* [What to produce]
Render the stretch of the records below from the line containing "of black leggings." through the line containing "[135,88,150,147]" as a Markdown table with the columns Row and Line, giving each line its row number and leaving out blank lines.

○ ○ ○ ○ ○

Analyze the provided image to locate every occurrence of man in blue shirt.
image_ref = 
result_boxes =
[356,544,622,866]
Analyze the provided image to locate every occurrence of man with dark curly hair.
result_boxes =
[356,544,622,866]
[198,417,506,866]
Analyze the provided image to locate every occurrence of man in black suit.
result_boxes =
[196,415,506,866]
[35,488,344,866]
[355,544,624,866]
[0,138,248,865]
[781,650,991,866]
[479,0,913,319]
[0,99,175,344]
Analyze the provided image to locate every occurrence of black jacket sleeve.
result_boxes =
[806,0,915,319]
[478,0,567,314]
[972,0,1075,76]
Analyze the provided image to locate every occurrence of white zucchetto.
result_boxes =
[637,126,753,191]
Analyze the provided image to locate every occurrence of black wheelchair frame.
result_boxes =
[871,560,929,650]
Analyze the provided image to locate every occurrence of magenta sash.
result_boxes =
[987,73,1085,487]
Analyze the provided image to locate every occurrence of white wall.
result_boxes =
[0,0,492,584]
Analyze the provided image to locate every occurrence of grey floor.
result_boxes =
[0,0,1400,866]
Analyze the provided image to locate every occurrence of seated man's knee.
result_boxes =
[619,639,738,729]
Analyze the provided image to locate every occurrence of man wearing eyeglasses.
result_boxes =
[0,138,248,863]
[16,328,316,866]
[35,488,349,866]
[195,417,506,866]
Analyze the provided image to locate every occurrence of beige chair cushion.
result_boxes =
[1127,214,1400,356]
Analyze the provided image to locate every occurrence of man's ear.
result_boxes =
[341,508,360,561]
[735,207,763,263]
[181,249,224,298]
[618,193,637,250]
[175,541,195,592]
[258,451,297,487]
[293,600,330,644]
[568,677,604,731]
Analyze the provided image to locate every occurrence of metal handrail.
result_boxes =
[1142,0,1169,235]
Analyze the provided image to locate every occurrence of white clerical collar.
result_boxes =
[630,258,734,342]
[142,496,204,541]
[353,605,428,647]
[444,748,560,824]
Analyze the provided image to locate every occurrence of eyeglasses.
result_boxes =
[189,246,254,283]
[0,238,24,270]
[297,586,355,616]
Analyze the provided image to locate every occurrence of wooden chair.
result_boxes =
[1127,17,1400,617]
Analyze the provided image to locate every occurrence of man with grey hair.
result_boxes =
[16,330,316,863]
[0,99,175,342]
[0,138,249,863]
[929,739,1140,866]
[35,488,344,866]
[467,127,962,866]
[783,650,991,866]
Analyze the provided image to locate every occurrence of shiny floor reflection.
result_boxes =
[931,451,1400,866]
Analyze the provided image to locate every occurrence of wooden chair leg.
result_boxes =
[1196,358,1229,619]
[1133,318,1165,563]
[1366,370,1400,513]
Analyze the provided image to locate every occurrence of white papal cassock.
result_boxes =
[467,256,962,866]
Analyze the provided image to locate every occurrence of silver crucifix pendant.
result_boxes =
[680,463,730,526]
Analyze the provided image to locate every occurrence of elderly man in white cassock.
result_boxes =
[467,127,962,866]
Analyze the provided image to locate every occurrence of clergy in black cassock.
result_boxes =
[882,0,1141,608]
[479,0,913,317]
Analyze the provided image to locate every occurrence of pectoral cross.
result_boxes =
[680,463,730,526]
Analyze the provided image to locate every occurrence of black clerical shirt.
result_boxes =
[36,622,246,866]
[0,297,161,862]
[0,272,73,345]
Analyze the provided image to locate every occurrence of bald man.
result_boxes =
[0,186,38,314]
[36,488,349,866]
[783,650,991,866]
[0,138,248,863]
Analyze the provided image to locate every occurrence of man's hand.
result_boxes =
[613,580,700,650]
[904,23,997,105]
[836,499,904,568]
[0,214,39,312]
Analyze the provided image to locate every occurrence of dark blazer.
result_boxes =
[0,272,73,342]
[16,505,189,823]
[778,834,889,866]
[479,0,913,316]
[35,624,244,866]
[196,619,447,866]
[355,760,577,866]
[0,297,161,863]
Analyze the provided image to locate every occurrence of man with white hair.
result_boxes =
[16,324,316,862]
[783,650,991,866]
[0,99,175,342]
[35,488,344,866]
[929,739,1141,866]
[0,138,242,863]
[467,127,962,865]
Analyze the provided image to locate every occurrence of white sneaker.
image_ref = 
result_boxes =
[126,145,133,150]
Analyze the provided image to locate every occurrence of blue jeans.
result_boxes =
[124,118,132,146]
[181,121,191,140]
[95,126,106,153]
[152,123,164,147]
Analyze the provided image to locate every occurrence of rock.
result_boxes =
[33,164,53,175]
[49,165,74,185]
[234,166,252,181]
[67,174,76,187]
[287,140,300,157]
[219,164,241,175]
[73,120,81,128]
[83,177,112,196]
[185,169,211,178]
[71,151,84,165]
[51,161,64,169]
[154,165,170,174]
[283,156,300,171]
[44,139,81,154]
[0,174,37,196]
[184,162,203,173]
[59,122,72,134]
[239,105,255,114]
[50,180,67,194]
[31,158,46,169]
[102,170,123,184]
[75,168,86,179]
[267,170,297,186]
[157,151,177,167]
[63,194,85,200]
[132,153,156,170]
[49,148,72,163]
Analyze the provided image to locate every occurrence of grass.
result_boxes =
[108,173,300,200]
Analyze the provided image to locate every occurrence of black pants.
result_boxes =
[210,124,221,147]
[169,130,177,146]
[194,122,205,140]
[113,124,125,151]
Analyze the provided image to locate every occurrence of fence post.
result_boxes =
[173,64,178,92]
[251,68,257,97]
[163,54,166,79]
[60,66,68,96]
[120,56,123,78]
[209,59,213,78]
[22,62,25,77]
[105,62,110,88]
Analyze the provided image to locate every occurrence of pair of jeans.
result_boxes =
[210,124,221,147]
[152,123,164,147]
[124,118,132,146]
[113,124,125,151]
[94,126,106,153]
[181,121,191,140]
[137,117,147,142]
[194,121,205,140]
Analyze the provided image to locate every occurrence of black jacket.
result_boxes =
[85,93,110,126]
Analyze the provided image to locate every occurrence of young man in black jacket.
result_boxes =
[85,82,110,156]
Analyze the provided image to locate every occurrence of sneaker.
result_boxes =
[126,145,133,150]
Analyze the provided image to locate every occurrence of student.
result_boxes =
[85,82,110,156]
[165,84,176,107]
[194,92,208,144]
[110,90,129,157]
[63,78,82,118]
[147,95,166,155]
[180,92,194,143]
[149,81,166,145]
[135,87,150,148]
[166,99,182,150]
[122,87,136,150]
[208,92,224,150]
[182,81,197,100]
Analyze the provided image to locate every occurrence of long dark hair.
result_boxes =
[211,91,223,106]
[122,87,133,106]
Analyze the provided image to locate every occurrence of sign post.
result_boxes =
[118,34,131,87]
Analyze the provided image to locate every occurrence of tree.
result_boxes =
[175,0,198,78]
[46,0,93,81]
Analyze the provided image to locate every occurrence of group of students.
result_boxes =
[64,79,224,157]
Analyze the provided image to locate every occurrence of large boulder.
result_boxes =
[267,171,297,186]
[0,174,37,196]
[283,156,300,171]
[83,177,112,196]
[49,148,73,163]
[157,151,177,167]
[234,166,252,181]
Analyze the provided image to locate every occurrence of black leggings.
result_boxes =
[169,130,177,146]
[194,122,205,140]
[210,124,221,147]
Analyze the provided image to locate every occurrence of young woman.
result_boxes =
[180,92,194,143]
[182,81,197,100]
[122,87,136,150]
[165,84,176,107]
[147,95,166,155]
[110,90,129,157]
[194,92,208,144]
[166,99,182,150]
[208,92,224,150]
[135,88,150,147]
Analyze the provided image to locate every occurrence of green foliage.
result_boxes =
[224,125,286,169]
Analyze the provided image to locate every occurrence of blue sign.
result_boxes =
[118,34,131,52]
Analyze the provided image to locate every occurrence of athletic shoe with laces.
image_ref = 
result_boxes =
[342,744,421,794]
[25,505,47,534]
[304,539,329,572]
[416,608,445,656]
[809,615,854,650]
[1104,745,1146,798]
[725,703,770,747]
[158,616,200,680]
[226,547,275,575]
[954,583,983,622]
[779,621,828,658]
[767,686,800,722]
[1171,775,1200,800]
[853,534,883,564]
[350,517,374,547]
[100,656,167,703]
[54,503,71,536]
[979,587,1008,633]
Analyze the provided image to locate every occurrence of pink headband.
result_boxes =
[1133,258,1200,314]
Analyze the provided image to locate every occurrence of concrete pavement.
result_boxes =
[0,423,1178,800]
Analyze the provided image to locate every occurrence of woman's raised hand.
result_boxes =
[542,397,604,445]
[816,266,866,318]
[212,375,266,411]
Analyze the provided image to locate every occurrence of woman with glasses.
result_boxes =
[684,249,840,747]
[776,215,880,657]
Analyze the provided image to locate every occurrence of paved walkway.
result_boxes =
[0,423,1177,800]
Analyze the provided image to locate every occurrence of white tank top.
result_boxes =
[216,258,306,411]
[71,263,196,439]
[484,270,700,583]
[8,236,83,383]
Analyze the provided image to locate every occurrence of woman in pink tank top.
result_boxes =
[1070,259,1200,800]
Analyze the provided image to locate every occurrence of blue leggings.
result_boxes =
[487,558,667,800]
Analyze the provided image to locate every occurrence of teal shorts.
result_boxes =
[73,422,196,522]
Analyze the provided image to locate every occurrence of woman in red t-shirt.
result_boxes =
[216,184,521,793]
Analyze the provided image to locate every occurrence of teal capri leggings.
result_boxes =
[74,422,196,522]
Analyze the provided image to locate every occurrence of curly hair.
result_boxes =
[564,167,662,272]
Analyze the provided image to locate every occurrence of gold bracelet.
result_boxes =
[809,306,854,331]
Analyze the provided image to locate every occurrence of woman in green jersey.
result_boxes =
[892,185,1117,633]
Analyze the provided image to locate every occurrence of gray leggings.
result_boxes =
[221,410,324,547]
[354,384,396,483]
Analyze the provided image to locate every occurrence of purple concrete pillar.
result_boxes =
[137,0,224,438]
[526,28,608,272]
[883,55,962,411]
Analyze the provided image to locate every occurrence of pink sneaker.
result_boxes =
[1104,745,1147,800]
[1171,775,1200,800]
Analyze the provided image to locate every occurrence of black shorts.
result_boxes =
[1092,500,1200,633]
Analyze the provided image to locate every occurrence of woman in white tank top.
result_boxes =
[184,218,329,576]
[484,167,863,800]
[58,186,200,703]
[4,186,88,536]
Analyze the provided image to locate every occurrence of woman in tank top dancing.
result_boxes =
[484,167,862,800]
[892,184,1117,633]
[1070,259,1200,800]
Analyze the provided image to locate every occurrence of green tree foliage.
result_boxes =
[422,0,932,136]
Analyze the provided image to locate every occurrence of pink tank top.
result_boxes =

○ ○ ○ ○ ○

* [Worked solution]
| Row | Line |
|---|---|
| 1 | Analyze the provided image to locate every occurrence of black leggings. |
| 2 | result_boxes = |
| 3 | [169,130,177,146] |
| 4 | [194,122,205,140] |
| 5 | [210,124,221,147] |
| 6 | Analyze the provided image to locate every occurrence of young woman. |
| 7 | result_boxes = |
| 8 | [180,92,194,143] |
| 9 | [182,81,197,100] |
| 10 | [122,87,136,150] |
| 11 | [165,84,176,107] |
| 12 | [147,95,166,155] |
| 13 | [110,90,129,157] |
| 14 | [194,92,208,144] |
| 15 | [166,99,182,150] |
| 16 | [208,92,224,150] |
| 17 | [135,88,150,147] |